#### EXERCISES TO COMPLETE
A. Answer these questions using the article on communicating in a crisis:
(i) What end goal does the author say knowledge workers and airline flight crews share?
(ii) In what year did United Airlines Flight 232 survive a catastrophic in-flight engine explosion?
(iii) How many of the 296 passengers and crew were saved in the crash landing?
B. Continue the article on communicating in a crisis from its last sentence.

#### PROVIDED TEXT
Magazine article New Zealand Management

Communicating in a Crisis

Magazine article New Zealand Management

Communicating in a Crisis

Article excerpt

You might think the highly intelligent, highly educated denizens of the new knowledge economy are a world apart from the highly stratified, highly trained flight crews of the airline industry. But the research I do on organisational communication shows that both groups have the same end goal: they have to collaborate to come up with creative and effective solutions. And in some cases they need to do that very quickly indeed.

In 1989, United Airlines Flight 232 survived a catastrophic in-flight engine explosion thanks to the crew's ability to communicate while under crisis conditions. It's one of the most famous examples of creativity in a crisis: after one of the engines exploded, destroying the jumbo jet's hydraulic systems, the crew plus an off-duty pilot on the flight managed to fly the plane on its remaining two engines, using thrust alone to steer. The subsequent crash landing saved 184 of the 296 passengers and crew from what should have been a non-survivable situation.

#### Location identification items

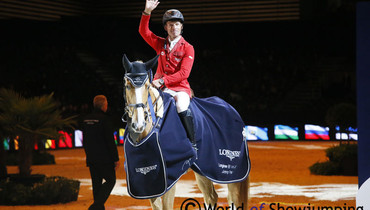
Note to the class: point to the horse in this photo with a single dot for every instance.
(146, 111)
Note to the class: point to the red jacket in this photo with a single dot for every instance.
(175, 66)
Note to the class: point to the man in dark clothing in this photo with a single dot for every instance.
(101, 152)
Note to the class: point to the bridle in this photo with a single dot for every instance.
(129, 110)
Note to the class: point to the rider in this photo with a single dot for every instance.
(175, 61)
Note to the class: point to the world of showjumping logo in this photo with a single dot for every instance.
(191, 203)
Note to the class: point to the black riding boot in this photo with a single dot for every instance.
(188, 123)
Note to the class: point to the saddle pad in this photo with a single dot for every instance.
(154, 166)
(223, 152)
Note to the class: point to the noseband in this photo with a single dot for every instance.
(137, 80)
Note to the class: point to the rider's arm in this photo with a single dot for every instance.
(150, 38)
(185, 69)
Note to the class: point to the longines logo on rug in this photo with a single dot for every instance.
(145, 170)
(191, 203)
(228, 153)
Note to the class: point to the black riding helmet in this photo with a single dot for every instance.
(172, 14)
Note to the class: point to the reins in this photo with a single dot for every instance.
(149, 102)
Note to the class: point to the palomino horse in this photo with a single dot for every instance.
(147, 112)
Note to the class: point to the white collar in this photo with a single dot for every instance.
(173, 42)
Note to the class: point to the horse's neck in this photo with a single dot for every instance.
(158, 110)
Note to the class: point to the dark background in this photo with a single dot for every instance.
(271, 70)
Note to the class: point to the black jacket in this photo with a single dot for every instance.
(98, 140)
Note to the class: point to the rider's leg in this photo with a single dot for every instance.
(182, 105)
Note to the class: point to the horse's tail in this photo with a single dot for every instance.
(244, 192)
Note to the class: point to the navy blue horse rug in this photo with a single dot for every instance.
(154, 166)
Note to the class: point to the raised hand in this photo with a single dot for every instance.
(150, 5)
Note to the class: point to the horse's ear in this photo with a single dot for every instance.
(126, 63)
(149, 64)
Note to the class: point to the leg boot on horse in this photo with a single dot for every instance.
(188, 123)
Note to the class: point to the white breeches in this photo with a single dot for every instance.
(182, 99)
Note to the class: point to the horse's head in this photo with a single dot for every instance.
(136, 91)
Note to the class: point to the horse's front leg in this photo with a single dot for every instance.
(165, 202)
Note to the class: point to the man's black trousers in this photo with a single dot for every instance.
(101, 191)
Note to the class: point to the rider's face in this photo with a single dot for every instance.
(173, 29)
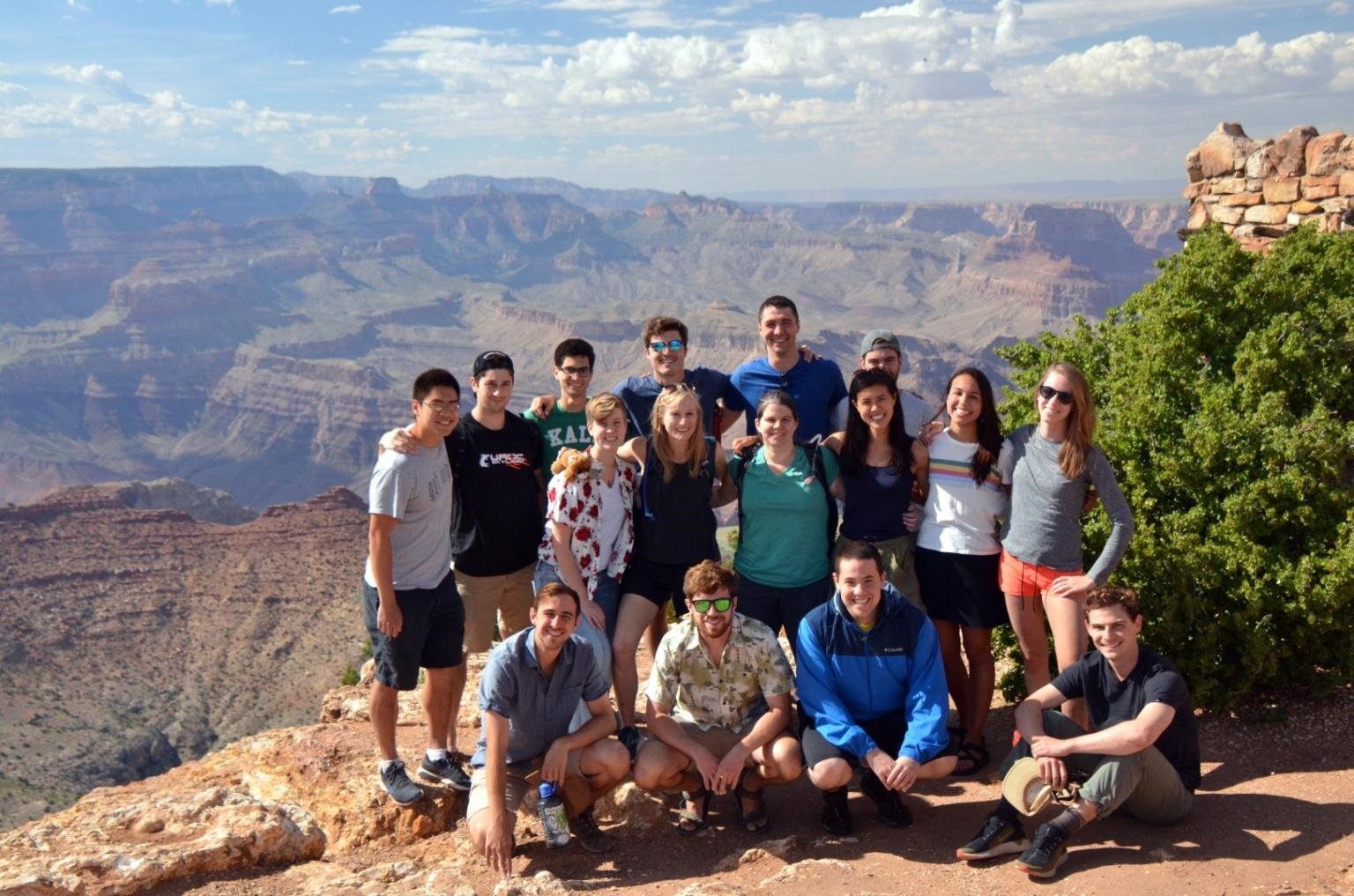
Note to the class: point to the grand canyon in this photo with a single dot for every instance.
(250, 333)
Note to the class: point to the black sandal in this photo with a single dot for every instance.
(755, 822)
(977, 757)
(689, 822)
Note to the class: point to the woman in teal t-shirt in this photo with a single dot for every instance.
(785, 517)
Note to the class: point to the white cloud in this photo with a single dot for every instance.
(604, 5)
(95, 75)
(1142, 67)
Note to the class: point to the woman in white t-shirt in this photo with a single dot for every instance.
(957, 554)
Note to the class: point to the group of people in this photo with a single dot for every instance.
(886, 558)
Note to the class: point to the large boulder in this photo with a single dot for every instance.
(1323, 153)
(108, 843)
(1224, 151)
(1288, 156)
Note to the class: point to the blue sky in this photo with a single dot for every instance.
(735, 95)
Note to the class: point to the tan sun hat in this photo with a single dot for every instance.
(1023, 788)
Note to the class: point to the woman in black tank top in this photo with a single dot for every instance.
(674, 528)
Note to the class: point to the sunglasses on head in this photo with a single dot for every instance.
(1047, 393)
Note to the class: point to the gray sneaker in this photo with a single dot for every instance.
(396, 781)
(444, 770)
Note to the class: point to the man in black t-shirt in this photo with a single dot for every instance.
(1142, 754)
(500, 507)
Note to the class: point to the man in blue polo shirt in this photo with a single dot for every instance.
(816, 386)
(528, 692)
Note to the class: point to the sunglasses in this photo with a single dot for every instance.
(1048, 391)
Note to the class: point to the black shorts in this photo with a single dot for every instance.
(431, 638)
(887, 732)
(657, 582)
(962, 588)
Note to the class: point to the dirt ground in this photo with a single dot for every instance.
(1275, 817)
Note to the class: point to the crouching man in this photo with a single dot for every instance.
(530, 688)
(872, 689)
(718, 707)
(1142, 754)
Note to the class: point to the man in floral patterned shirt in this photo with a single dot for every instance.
(718, 707)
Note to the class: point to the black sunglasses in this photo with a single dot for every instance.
(1048, 391)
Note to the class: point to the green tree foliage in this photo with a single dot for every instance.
(1225, 401)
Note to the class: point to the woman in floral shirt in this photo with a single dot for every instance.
(589, 527)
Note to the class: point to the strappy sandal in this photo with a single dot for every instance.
(977, 757)
(755, 822)
(688, 820)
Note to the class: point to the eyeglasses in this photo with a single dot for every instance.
(439, 408)
(1048, 391)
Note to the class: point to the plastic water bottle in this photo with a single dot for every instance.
(553, 817)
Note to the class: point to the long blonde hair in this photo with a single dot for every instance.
(575, 462)
(1081, 421)
(669, 398)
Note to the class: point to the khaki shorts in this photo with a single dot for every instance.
(519, 780)
(487, 597)
(719, 741)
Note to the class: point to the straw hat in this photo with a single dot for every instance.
(1023, 788)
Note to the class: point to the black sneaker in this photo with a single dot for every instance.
(891, 810)
(396, 781)
(1043, 857)
(631, 738)
(444, 770)
(837, 814)
(997, 838)
(589, 835)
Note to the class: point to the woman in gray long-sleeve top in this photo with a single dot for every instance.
(1050, 469)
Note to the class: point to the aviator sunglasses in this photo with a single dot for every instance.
(1048, 391)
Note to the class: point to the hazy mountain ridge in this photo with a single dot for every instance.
(230, 328)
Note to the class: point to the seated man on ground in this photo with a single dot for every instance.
(872, 689)
(1142, 754)
(718, 707)
(528, 692)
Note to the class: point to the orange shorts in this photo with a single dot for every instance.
(1027, 580)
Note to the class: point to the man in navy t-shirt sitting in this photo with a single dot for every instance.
(1142, 754)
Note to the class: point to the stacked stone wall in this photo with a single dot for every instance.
(1261, 189)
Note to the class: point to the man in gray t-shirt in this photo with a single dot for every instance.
(411, 605)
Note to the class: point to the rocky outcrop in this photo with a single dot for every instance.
(1260, 191)
(159, 636)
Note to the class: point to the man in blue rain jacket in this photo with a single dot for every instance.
(872, 692)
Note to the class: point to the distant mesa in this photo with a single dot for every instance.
(1261, 189)
(206, 505)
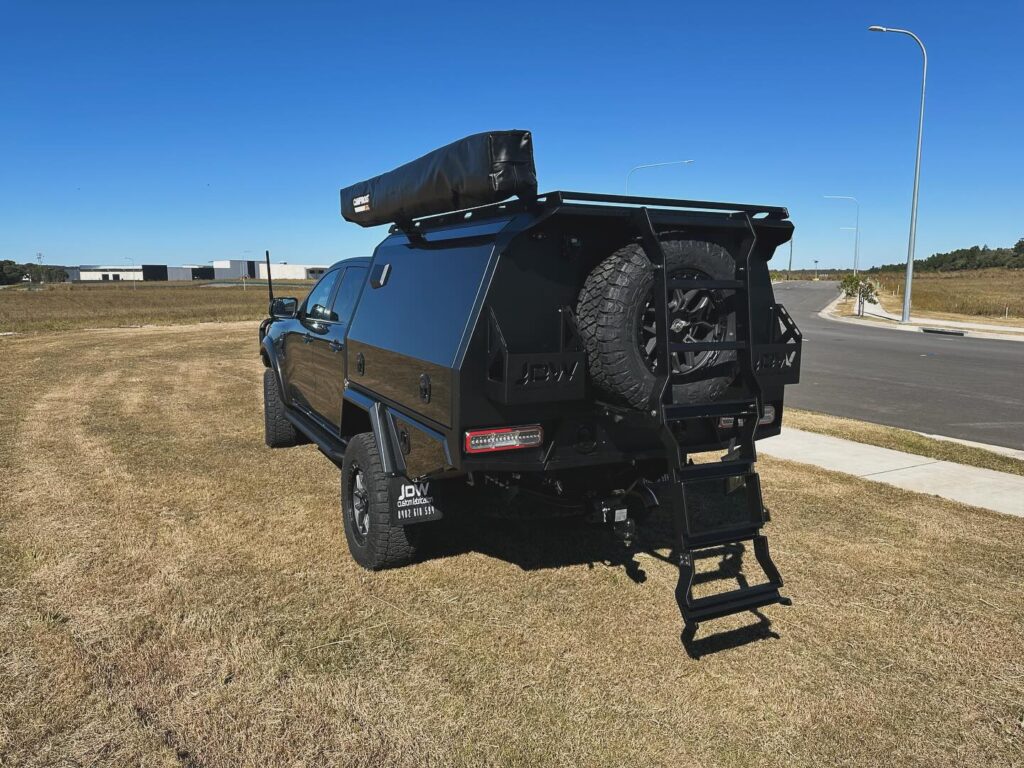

#### RESPONSES IN ORDER
A.
(i) They have to collaborate to come up with creative and effective solutions.
(ii) 1989
(iii) 184

B.
The stakes might not be so high for R&D teams, senior management teams, or strategic planners, but the principles of collaboration and adaptivity are the same. Teams have to be able to adapt quickly to a situation to generate an effective solution--whether it's to bring a jumbo down safely, launch an ag-bio innovation in the international market, or sort out a machine breakdown on a production line. To do this, teams need to be able to step out of routine patterned behaviour and switch into creative mode.

So what can we learn from the Flight 232 aircrew? Three former US aircraft pilots and I put our heads together to analyse how the flight team communicated during this crisis. We found several key elements common to the success of teams that operate like airline flight crews: short duration teams whose members are highly trained and intelligent, but who have little familiarity with each other. These teams we called "swift-starting action teams".

First, team members, and particularly the leaders, must honestly value collaboration. We don't normally think about communication in terms of values, but we can think of it like setting the ground rules for the way a team interacts. Do we value genuine collaboration or a hierarchical command structure? On Flight 232, the team's interaction showed that from the outset the captain personally valued candid input from the rest of the flight crew.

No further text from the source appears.